Transcribe word for word the lines spanning the line with "Identify every instance of the black car side" through the end of the records.
%%
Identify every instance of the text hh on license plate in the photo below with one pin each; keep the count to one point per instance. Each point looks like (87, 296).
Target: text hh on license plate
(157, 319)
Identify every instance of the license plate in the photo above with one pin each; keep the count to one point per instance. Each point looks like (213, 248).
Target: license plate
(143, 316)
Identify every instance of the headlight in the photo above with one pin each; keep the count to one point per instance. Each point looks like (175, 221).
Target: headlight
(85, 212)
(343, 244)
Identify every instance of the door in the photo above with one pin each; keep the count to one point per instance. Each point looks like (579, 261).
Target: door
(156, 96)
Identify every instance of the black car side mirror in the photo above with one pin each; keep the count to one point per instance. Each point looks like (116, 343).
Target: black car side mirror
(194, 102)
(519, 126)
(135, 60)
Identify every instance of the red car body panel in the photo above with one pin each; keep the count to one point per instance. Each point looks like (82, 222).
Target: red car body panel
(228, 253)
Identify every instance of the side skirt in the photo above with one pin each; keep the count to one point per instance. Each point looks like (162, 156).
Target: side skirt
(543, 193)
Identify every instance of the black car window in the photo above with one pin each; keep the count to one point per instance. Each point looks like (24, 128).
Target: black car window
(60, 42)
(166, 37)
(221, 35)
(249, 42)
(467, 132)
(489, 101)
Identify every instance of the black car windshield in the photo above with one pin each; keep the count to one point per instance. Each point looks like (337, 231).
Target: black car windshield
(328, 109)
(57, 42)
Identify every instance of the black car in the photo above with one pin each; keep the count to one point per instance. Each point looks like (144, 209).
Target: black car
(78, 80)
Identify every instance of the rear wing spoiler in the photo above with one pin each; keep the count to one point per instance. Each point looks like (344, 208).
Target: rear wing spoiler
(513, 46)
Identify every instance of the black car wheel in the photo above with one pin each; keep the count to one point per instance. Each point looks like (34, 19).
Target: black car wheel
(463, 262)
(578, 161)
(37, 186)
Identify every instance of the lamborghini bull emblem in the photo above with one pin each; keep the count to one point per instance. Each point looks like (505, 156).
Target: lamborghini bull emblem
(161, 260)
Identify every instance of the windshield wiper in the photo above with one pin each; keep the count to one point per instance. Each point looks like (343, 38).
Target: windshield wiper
%%
• [ANSWER]:
Identify every instance of the black car side mirror in the photo above with one pin each; keep the count to one point per instance. Each point looks like (116, 343).
Target: black car side mirror
(194, 102)
(519, 126)
(135, 60)
Identify every instance of the red car body panel in the photo above with one pin each; keep the count to one point per instance. Each point looks like (82, 222).
Target: red car body panel
(228, 253)
Identify every instance of the side skirt in the photo above with one pin each; keep the count to one point per instance. Each point looks like (162, 156).
Target: side skirt
(543, 193)
Identify every instance of the black car window in the photo above with one pin each; keep the count to one point per instance. Each point looks like (24, 128).
Target: black car window
(60, 42)
(166, 37)
(221, 35)
(249, 42)
(467, 132)
(489, 101)
Identify every instance of the black car windshield in the photo above with one pin each; keep the count to one point per instance. Each point looks like (337, 231).
Target: black car windshield
(328, 109)
(57, 42)
Identify every instance of the black car in the photo above with one pin each; keep the count to one point per instance. Each point looks like (144, 209).
Target: black car
(78, 80)
Identify every instance of the rear wing spoiler in the photo above with one pin each; keep the count to one point per instance. Each point looks like (344, 208).
Target: rear wing spoiler
(513, 46)
Identify every instance of the black car wheel in the photo above with one pin each; keep the count to one point per instance. Each point looks like (34, 19).
Target: black car wheel
(463, 262)
(578, 161)
(37, 186)
Identify every instance of the lamborghini bull emblem in the photo above with one pin each; keep the count to one point per instance. Each point looks like (505, 156).
Target: lamborghini bull emblem
(161, 260)
Identify every instance of the windshield wiper in the photo above with one pin each; keep the count to one point per instance. Each point looks like (343, 38).
Target: windshield wiper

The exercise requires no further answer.